▶ [EXERCISE DIRECTIONS] Copy every line of the data, from the line containing "Note: spot the flock" through the last line, and shift each coordinate value up by 28.

▶ [TASK INPUT]
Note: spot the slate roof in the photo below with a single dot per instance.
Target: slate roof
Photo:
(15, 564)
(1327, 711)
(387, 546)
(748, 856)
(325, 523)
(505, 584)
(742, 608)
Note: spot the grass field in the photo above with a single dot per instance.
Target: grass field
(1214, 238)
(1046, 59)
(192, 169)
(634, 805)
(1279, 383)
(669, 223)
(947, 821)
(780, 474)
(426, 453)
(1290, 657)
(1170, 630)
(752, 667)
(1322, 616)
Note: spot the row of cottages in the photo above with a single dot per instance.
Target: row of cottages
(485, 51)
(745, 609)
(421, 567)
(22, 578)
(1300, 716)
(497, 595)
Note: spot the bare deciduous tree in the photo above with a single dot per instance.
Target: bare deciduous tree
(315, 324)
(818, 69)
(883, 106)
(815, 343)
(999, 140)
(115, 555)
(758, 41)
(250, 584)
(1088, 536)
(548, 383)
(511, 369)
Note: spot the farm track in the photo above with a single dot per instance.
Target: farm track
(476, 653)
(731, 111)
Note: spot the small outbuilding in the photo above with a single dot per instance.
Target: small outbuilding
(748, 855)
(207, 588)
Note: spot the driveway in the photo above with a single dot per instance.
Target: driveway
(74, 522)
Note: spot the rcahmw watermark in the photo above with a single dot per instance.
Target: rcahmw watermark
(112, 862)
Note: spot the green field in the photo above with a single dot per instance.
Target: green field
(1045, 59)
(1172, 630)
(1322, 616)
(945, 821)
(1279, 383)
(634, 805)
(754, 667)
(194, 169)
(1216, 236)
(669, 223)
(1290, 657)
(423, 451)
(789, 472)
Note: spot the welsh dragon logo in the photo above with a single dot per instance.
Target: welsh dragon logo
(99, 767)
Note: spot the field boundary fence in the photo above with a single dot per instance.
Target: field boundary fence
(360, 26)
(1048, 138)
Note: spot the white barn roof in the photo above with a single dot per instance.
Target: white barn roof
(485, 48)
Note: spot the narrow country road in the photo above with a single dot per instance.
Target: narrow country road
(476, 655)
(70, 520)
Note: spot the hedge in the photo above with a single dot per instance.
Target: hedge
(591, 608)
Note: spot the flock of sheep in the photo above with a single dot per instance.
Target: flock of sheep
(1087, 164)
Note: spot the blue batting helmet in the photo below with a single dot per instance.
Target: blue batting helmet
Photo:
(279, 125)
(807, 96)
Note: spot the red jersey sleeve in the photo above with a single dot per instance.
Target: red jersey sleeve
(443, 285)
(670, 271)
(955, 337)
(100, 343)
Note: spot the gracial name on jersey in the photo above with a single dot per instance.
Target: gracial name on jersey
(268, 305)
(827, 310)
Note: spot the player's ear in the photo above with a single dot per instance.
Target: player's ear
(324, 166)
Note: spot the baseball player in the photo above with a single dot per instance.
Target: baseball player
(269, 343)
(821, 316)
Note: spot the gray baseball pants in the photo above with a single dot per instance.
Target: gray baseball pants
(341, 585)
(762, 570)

▶ [SOLVED EXERCISE]
Note: spot the flock of sheep in the photo above with a single dot per instance.
Target: flock of sheep
(1115, 192)
Note: spot the blue batting helmet in the photo below with a single dot per instance.
Target: blue batting helmet
Photo:
(307, 153)
(835, 124)
Note: spot the red jersey sleeve in the photo above with a single dot per instance.
Target: red jersey sleeve
(471, 313)
(698, 299)
(983, 365)
(128, 371)
Note: spot the gracial name on jersey in the photo above with a single dot per instance.
Target: gracial name on jersey
(296, 333)
(855, 338)
Note: spot the player's ear in the photo above with a single dot per instance.
Target: player's ear
(352, 194)
Note: spot the baseball player in the photo above with a single dot per instance.
Target: baseball player
(297, 371)
(849, 344)
Note: spot the gray baseball pants in the photo above with a single dot per instance.
Target: gray baseball pants
(369, 613)
(790, 598)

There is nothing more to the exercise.